**AUFGABENSTELLUNG:** Tippen Sie den Abschnitt der Entscheidung des Verwaltungsgerichtshofs, der mit „Der Verwaltungsgerichtshof hat“ beginnt und sich bis einschließlich „von Verfahrensvorschriften aufgehoben.“ fortsetzt, wortgetreu ab.

10/07 Verwaltungsgerichtshof
19/05 Menschenrechte
41/02 Asylrecht
41/02 Passrecht Fremdenrecht

Norm

AsylG 2005 §11
AsylG 2005 §8 Abs1
AsylG 2005 §9 Abs1 Z1
BFA-VG 2014 §9 Abs2
MRK Art3
MRK Art8
VwGG §42 Abs2 Z3 litb
VwGG §42 Abs2 Z3 litc

Betreff

Der Verwaltungsgerichtshof hat durch den Vorsitzenden Senatspräsident Dr. Zens und den Hofrat Dr. Pürgy sowie die Hofrätin Dr.in Lachmayer als Richter, unter Mitwirkung des Schriftführers Mag. Schara, über die Revision des I M in W, vertreten durch Dr. Paul Schörghofer, Rechtsanwalt in 1010 Wien, Schottengasse 10/12, gegen das Erkenntnis des Bundesverwaltungsgerichts vom 23. August 2019, Zl. W201 2118015-2/9E, betreffend Angelegenheiten nach dem AsylG 2005 und dem FPG (belangte Behörde vor dem Verwaltungsgericht: Bundesamt für Fremdenwesen und Asyl),

Spruch

I. zu Recht erkannt:

Das angefochtene Erkenntnis wird hinsichtlich der Rückkehrentscheidung, der Feststellung der Zulässigkeit der Abschiebung und der Festlegung der Frist für die freiwillige Ausreise wegen Rechtswidrigkeit infolge Verletzung von Verfahrensvorschriften aufgehoben.

Der Bund hat dem Revisionswerber Aufwendungen in der Höhe von EUR 1.106,40 binnen zwei Wochen bei sonstiger Exekution zu ersetzen.

II. den Beschluss gefasst:

Im Übrigen wird die Revision zurückgewiesen.

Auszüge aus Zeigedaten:
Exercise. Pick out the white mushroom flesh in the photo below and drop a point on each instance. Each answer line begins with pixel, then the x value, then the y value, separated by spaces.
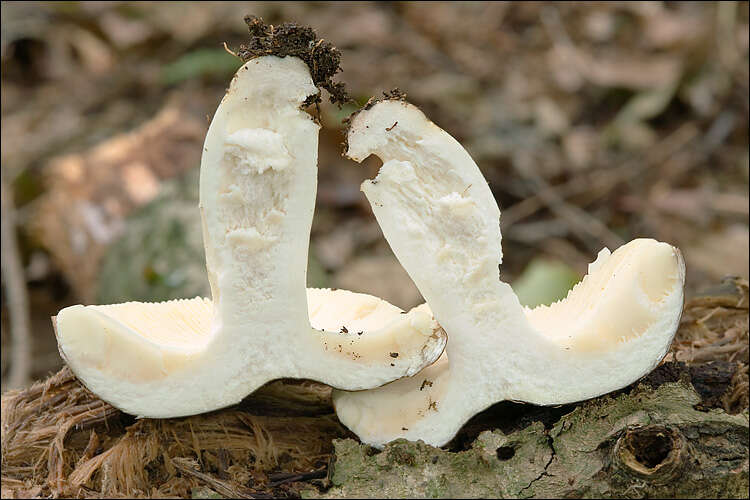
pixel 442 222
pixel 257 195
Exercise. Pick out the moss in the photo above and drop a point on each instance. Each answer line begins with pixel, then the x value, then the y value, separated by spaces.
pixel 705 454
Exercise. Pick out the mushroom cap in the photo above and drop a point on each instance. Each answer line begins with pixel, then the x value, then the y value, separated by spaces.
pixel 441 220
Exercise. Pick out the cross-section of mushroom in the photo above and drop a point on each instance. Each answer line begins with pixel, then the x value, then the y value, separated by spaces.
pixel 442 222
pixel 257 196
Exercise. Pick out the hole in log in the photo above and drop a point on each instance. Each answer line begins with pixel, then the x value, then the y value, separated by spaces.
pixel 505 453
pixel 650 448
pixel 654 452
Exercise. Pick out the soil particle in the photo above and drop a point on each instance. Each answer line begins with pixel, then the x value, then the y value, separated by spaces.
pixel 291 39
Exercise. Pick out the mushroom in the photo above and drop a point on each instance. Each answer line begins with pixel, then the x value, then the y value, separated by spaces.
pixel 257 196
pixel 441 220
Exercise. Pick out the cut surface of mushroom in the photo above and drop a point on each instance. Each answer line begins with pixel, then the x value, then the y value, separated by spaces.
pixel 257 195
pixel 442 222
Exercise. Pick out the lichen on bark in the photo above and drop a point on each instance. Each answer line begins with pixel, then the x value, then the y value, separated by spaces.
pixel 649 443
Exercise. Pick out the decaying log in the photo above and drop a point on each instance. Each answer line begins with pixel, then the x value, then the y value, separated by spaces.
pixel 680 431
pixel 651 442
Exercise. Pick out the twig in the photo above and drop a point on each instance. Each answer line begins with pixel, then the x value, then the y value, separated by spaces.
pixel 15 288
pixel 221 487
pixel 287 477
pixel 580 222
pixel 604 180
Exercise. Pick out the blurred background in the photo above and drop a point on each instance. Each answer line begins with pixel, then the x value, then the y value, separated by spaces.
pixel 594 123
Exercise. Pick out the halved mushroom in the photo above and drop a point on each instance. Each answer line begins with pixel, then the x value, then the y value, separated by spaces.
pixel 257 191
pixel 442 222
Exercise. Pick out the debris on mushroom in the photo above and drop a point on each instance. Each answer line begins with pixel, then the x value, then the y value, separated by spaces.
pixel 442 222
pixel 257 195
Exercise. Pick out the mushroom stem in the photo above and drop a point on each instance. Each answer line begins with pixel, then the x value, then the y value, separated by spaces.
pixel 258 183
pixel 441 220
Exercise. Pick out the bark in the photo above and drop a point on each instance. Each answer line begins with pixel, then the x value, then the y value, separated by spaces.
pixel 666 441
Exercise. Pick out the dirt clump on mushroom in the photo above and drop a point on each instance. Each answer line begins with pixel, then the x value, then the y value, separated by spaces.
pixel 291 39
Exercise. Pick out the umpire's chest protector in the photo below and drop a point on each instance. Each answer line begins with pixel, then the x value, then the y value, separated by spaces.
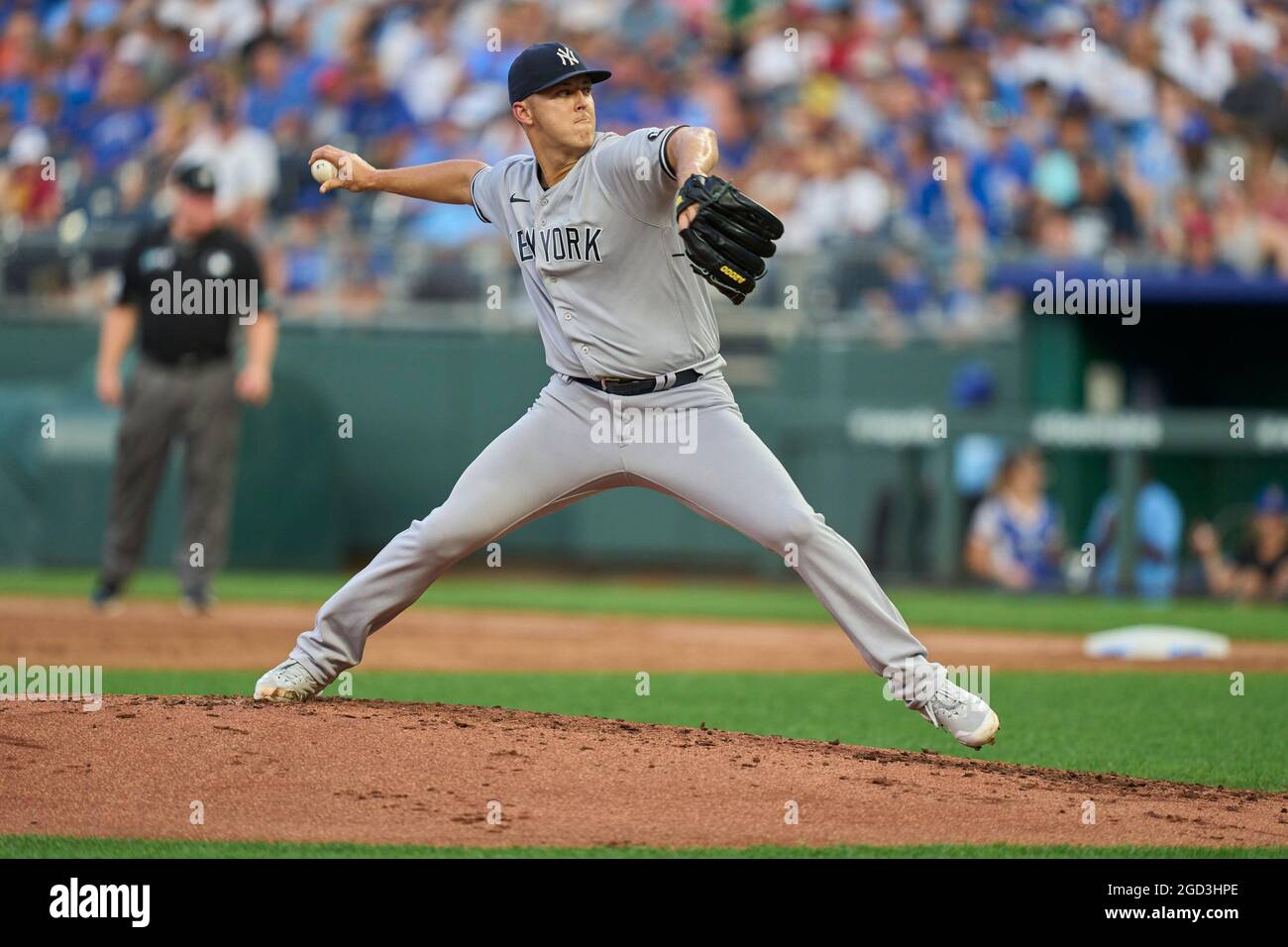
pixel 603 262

**ÜBUNGSERGEBNIS:**
Der Verwaltungsgerichtshof hat durch den Vorsitzenden Senatspräsident Dr. Zens und den Hofrat Dr. Pürgy sowie die Hofrätin Dr.in Lachmayer als Richter, unter Mitwirkung des Schriftführers Mag. Schara, über die Revision des I M in W, vertreten durch Dr. Paul Schörghofer, Rechtsanwalt in 1010 Wien, Schottengasse 10/12, gegen das Erkenntnis des Bundesverwaltungsgerichts vom 23. August 2019, Zl. W201 2118015-2/9E, betreffend Angelegenheiten nach dem AsylG 2005 und dem FPG (belangte Behörde vor dem Verwaltungsgericht: Bundesamt für Fremdenwesen und Asyl),

Spruch

I. zu Recht erkannt:

Das angefochtene Erkenntnis wird hinsichtlich der Rückkehrentscheidung, der Feststellung der Zulässigkeit der Abschiebung und der Festlegung der Frist für die freiwillige Ausreise wegen Rechtswidrigkeit infolge Verletzung von Verfahrensvorschriften aufgehoben.